● **What you have to do**
Rewrite the data starting at the line containing "Where can you find the arched" and ending at the line containing "<point>756,347</point>", keeping the requests and their sample points unchanged. Multiply every point coordinate in the answers by 0.3 and round each result to a whole number, rounding halves up.

● **Dataset records**

· · · ·

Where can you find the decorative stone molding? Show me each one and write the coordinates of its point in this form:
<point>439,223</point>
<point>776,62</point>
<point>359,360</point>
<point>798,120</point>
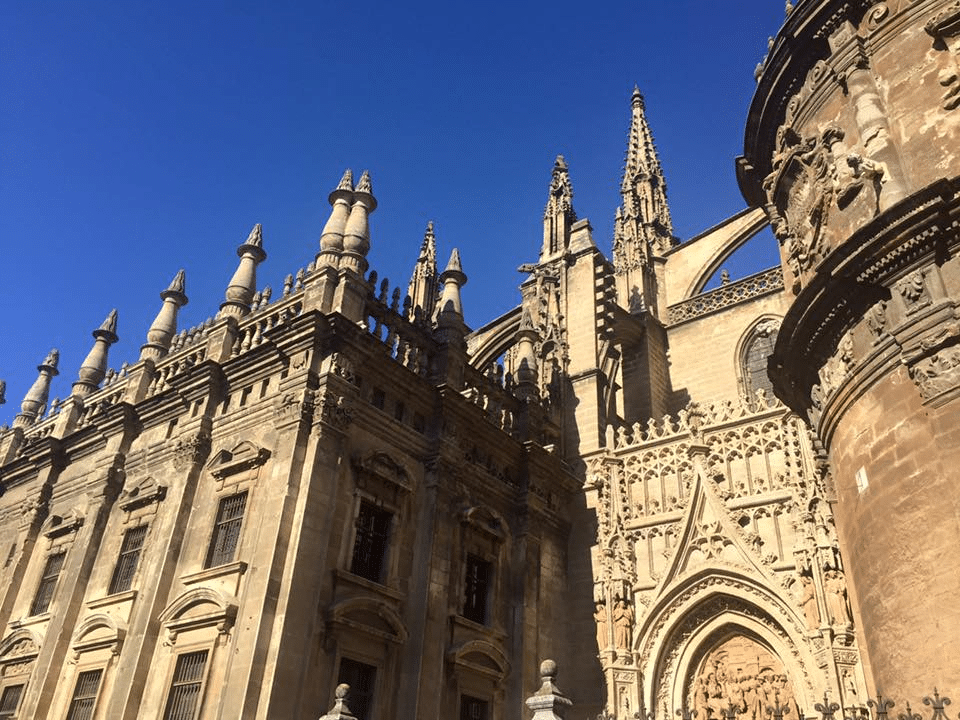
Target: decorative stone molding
<point>191,450</point>
<point>145,492</point>
<point>244,456</point>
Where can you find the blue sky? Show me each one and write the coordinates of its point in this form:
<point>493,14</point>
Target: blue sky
<point>141,138</point>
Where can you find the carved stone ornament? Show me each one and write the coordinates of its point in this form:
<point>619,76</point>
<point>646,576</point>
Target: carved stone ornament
<point>336,411</point>
<point>937,374</point>
<point>142,493</point>
<point>244,456</point>
<point>294,406</point>
<point>191,449</point>
<point>807,182</point>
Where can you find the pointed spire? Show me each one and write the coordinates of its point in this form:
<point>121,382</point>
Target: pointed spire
<point>356,235</point>
<point>423,281</point>
<point>331,239</point>
<point>643,188</point>
<point>559,214</point>
<point>449,310</point>
<point>94,367</point>
<point>164,326</point>
<point>36,398</point>
<point>243,284</point>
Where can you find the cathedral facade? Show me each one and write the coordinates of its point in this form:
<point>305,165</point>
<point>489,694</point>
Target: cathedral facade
<point>728,501</point>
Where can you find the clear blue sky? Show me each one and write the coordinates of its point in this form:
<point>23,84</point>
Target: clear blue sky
<point>139,138</point>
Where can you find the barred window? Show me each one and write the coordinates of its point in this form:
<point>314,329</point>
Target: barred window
<point>186,687</point>
<point>370,544</point>
<point>9,701</point>
<point>85,695</point>
<point>472,708</point>
<point>128,560</point>
<point>48,583</point>
<point>226,531</point>
<point>361,679</point>
<point>476,589</point>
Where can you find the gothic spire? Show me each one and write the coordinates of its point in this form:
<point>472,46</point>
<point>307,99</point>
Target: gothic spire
<point>643,188</point>
<point>94,367</point>
<point>243,284</point>
<point>559,214</point>
<point>449,311</point>
<point>356,233</point>
<point>36,398</point>
<point>423,282</point>
<point>331,239</point>
<point>164,326</point>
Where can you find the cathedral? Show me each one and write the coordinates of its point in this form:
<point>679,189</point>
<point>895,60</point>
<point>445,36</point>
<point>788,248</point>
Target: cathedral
<point>723,503</point>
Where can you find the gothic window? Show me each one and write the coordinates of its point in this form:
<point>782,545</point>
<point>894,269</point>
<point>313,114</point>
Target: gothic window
<point>9,701</point>
<point>226,530</point>
<point>48,583</point>
<point>85,695</point>
<point>128,560</point>
<point>472,708</point>
<point>186,687</point>
<point>476,589</point>
<point>754,352</point>
<point>361,679</point>
<point>370,541</point>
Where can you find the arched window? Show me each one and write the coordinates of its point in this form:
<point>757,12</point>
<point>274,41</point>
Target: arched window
<point>756,347</point>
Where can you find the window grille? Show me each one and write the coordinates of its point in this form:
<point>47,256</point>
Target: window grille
<point>361,678</point>
<point>472,708</point>
<point>476,589</point>
<point>48,583</point>
<point>755,364</point>
<point>9,701</point>
<point>370,544</point>
<point>226,531</point>
<point>186,686</point>
<point>85,695</point>
<point>128,560</point>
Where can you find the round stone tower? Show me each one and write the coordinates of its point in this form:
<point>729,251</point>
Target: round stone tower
<point>853,148</point>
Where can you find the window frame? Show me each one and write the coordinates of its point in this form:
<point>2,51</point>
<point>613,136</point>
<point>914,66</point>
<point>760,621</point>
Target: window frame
<point>123,558</point>
<point>172,682</point>
<point>48,580</point>
<point>215,557</point>
<point>74,708</point>
<point>386,535</point>
<point>13,712</point>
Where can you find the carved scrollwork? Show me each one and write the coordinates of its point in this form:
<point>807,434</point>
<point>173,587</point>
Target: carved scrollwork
<point>191,449</point>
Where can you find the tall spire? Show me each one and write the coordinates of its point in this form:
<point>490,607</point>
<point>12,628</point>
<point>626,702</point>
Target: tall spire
<point>423,282</point>
<point>644,189</point>
<point>331,239</point>
<point>559,214</point>
<point>449,310</point>
<point>36,398</point>
<point>243,284</point>
<point>356,234</point>
<point>643,229</point>
<point>94,367</point>
<point>164,326</point>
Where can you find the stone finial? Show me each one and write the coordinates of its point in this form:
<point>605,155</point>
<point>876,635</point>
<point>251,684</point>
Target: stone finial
<point>548,703</point>
<point>449,311</point>
<point>331,239</point>
<point>422,288</point>
<point>340,711</point>
<point>164,327</point>
<point>36,397</point>
<point>528,372</point>
<point>356,234</point>
<point>243,284</point>
<point>559,214</point>
<point>94,367</point>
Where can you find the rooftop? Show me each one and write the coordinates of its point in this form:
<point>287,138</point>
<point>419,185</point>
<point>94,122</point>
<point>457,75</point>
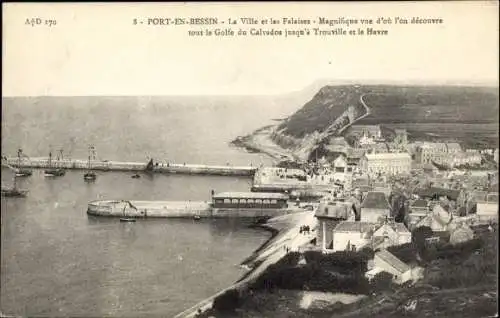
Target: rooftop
<point>250,195</point>
<point>388,155</point>
<point>439,192</point>
<point>334,210</point>
<point>453,146</point>
<point>420,203</point>
<point>375,200</point>
<point>392,260</point>
<point>353,226</point>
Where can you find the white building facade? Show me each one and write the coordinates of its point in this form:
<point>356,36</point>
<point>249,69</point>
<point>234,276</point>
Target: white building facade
<point>386,163</point>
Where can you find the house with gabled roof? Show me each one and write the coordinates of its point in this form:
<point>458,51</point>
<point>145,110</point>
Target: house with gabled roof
<point>461,233</point>
<point>390,234</point>
<point>384,261</point>
<point>375,207</point>
<point>352,236</point>
<point>329,215</point>
<point>437,220</point>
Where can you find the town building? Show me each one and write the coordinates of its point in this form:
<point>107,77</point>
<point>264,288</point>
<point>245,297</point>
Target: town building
<point>386,163</point>
<point>375,207</point>
<point>329,215</point>
<point>419,206</point>
<point>342,170</point>
<point>461,233</point>
<point>438,220</point>
<point>390,234</point>
<point>487,211</point>
<point>419,209</point>
<point>430,168</point>
<point>352,236</point>
<point>463,158</point>
<point>384,261</point>
<point>371,131</point>
<point>432,152</point>
<point>400,141</point>
<point>453,147</point>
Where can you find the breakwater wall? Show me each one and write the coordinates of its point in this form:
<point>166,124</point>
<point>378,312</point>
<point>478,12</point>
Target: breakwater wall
<point>177,209</point>
<point>288,235</point>
<point>43,163</point>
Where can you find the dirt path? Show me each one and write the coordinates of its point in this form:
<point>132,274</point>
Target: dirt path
<point>387,302</point>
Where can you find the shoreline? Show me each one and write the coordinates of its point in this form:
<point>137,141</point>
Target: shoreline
<point>267,254</point>
<point>259,141</point>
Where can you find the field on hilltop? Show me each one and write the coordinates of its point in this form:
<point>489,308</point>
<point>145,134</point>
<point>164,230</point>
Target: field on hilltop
<point>458,113</point>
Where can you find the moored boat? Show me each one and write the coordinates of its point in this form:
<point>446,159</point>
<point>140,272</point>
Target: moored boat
<point>54,171</point>
<point>90,175</point>
<point>22,172</point>
<point>127,220</point>
<point>14,191</point>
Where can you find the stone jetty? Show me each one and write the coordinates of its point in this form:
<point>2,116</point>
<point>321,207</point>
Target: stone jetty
<point>43,163</point>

· · · ·

● **Solution for this task**
Where can you find the arched window? Show me each one and write the coordinates of its point in this form:
<point>757,12</point>
<point>274,41</point>
Target: arched window
<point>227,104</point>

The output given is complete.